*EXTRACTED TEXT*.
# Isiah Thomas is the most professional GM I have ever witnessed.



## Rashidi (Oct 2, 2003)

I can only hope that the players and executives around the league have not noticed this by now.

How long did Lenny Wilkens last coaching tenure last again? And what was he fired for?

He may be the most winningest coach in history, but he's done so out of longevity than anything else. Doesn't he also have the most losses? Well, who better to lead an overhyped mediocre team like the Knicks than an overhyped mediocre coach?

How do you fire a coach at 5:10, 2 hours before game time? Chaney was already at the arena with his wife.

What a classy guy.


----------



## bballin (Jun 3, 2003)

as a biased celtics fan, i can say that i've always thought Thomas was the very definition of "class"


----------



## speedythief (Jul 16, 2003)

Maybe Isiah hired a coach that he could manipulate?

Reports said that Isiah was personally working players out, which is something that very few league GM's would ever consider (since you hire a coach and trainers to do that, you're not supposed to undermine your staff by interjecting yourself).

*WHAT THE TASK ASKS*. Render this sentence from the forum thread about Isiah Thomas in Spanish: "Chaney was already at the arena with his wife."

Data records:
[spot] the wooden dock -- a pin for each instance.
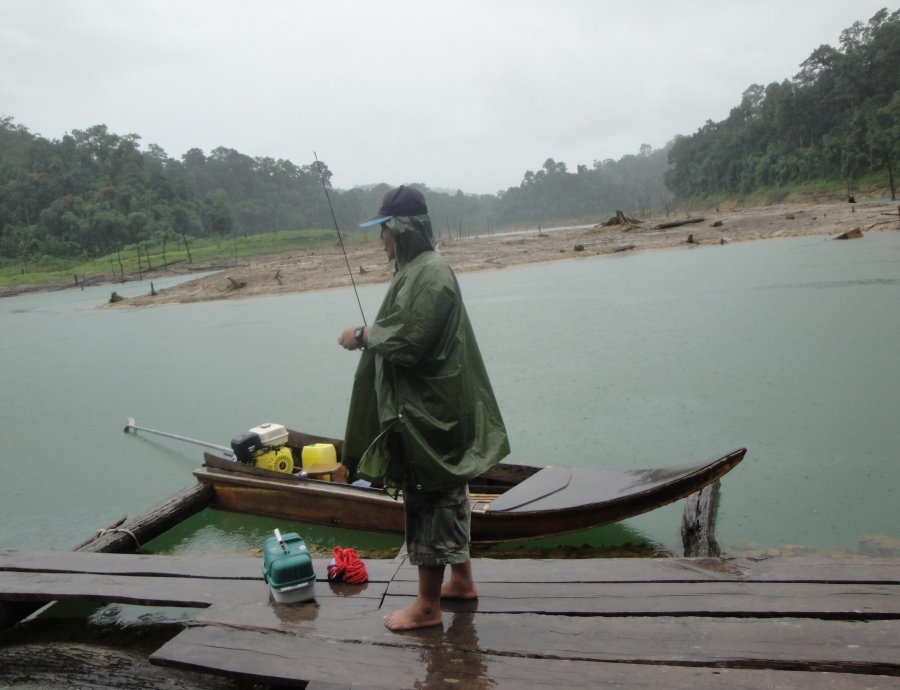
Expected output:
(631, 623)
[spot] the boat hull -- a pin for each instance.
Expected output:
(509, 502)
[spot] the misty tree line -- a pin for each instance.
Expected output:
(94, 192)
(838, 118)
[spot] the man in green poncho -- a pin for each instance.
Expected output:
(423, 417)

*RESULT OF THE EXERCISE*. Chaney ya estaba en el pabellón con su esposa.